■ **Required actions**:
[a] In the excerpt about free books, who suggested keeping a list of people who made contributions?
[b] Quote the excerpt about free books from "Keep a contributor" to "in my favor).".

Keep a contributor list

On a more positive note, I get several emails a week from readers. Most of them have compliments about the book, which are nice to hear (although the sample of people who bother to write may be biased in my favor).

Niceties aside, many correspondents also point out errors and make suggestions, and many are genuinely helpful. My second free book, The Little Book of Semaphores, was particularly riddled with errors. It has fewer now, but the nature of synchronization problems is that it's hard to be sure.

Early on, Jeff Elkner suggested that we keep a list of people who made contributions and include it in the book, which was so obviously a good idea that I felt bad for omitting it in the first few editions. Now all my books have a contributor list.

Hard copy?

Most publishers aren't interested in free books, so if you want to sell hard copies, you will have to find a free-book-friendly publisher or do it yourself.

In 2001 Jeff was approached by the Center for the Public Domain, which was launching a publisher to be called Lulu Press. They were interested in publishing the Python version of How to Think.

We signed a contract, they set us up with an editor and a cover designer, and we got to work getting the book ready for the big league.

In November 2001, Lulu pulled the plug on the project, but they agreed to let us use the cover they had designed.

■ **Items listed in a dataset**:
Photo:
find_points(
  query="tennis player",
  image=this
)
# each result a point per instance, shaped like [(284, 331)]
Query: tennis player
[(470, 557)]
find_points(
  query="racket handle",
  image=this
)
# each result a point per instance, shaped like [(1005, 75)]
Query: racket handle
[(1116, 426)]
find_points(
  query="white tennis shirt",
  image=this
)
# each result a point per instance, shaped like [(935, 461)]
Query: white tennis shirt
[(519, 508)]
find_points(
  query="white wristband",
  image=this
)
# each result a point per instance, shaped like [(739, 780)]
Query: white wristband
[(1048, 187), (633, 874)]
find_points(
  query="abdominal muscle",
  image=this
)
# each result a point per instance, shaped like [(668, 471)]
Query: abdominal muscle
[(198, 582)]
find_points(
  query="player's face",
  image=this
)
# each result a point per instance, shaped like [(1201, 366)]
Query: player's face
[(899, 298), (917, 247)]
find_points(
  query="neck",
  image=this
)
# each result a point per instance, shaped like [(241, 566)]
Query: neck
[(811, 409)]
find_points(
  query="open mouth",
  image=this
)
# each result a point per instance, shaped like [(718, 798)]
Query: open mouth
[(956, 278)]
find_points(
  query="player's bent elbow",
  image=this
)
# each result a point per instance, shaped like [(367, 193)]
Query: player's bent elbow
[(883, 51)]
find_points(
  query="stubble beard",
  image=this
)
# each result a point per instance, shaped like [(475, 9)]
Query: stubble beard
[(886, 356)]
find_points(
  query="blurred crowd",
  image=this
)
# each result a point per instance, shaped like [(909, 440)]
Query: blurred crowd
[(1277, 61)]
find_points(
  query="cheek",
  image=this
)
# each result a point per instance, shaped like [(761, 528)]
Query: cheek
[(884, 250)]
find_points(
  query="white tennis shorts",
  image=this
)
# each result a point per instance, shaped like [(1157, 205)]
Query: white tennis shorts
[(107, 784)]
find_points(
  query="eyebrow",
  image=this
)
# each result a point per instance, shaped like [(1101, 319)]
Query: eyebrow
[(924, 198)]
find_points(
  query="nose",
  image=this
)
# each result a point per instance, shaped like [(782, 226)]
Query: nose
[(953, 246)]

■ **Exercise answers**:
[a] Jeff Elkner

[b]
Keep a contributor list

On a more positive note, I get several emails a week from readers. Most of them have compliments about the book, which are nice to hear (although the sample of people who bother to write may be biased in my favor).